::: Teks Pilihan

Genggaman jarimu menjadi saksi sebuah pertemuan yang berkembang menjadi sebuah ikatan
Sejenak
hening mengisyaratkan adanya sebuah penantian. Tak seberapa lama, terasa
hembusan lembut mengusap wajahku seraya perlahan mengganti semburat jingga
menjadi pekat malam. Sebelum senja terlanjur habis, maka segera kupotong
bagianku dan kumasukkan ke dalam kotak kecil, untuk dinikmati nanti. Ada yang
sedang berbaik hati memberiku sesuatu. Ya, Tuhan sedang berulang tahun.
Hallo!
Selamat pagi, kamu. Apakah masih sendu? Atau sedang malu-malu? Ah, aku
berharap kamu masih seperti yang dulu, menggebu namun kadang tersipu. Aku punya
sesuatu untukmu. Tidak mahal sih, malah aku tidak mengeluarkan sepeser pun
untuk mendapatkannya. Sengaja aku memberikannya kepadamu karena aku tahu bahwa
kamu adalah penikmat senja yang jingga. Pesanku, simpan di tempat khusus ya,
sebab ia akan selalu memancar, membawa sebagian relung hatimu jauh ke sana, ke
ujung penantian kita bertemu.
Apakah
sebuah rasa dapat tetap sama dan menjadi abadi? Aku pikir tidak, sebab seperti
halnya nyawa yang bisa tercerabut dari raga, demikian halnya rasa yang bisa hilang
dari hati yang sama. Bedanya, rasa bisa mengganti, diganti, atau terganti oleh
rasa yang lain, namun tidak pada nyawa. Bagaimana untuk mempertahankan sebuah
rasa? Mudah saja, rasa itu seperti bibit tanaman yang harus dirawat agar
bertumbuh dan bertambah hingga menghasilkan buah kepercayaan untuk pergi
sejenak, mencari pupuk di tempat lain. Apakah kita sudah memenuhi kaidah rasa
tersebut? Aku pikir sudah, hanya karena kamu pergi terlalu lama untuk mencari
entah pupuk atau apapun itu namanya, sehingga rasaku mulai layu dan mungkin
bisa terganti dengan rasa yang lain. Uh, kamu merengut. Oh, jadi tidak bisa
abadi rasamu untukku? Tidak ada sesuatu yang abadi, adanya sejati. Oh, kamu setengah
setuju.

::::::

**Yang Diminta**.
1. Tuliskan ulang tanpa perubahan semua bagian teks pilihan tentang senja dan rasa, mulai dari "Genggaman jarimu menjadi" turun sampai "sedang berulang tahun.".
2. Jawab berdasarkan teks pilihan tentang senja dan rasa:
(a) Siapa yang sedang berulang tahun?
(b) Hadiah itu sengaja diberikan karena "kamu" dikenal sebagai penikmat apa?
(c) Rasa diibaratkan seperti apa?

::: Kutipan Sumber

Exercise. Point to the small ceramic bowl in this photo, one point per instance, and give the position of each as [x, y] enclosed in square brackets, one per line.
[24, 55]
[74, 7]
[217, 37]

::::::

**Hasil Berurutan**.
1.
Genggaman jarimu menjadi saksi sebuah pertemuan yang berkembang menjadi sebuah ikatan
Sejenak
hening mengisyaratkan adanya sebuah penantian. Tak seberapa lama, terasa
hembusan lembut mengusap wajahku seraya perlahan mengganti semburat jingga
menjadi pekat malam. Sebelum senja terlanjur habis, maka segera kupotong
bagianku dan kumasukkan ke dalam kotak kecil, untuk dinikmati nanti. Ada yang
sedang berbaik hati memberiku sesuatu. Ya, Tuhan sedang berulang tahun.

2.
(a) Tuhan.
(b) Penikmat senja yang jingga.
(c) Seperti bibit tanaman yang harus dirawat.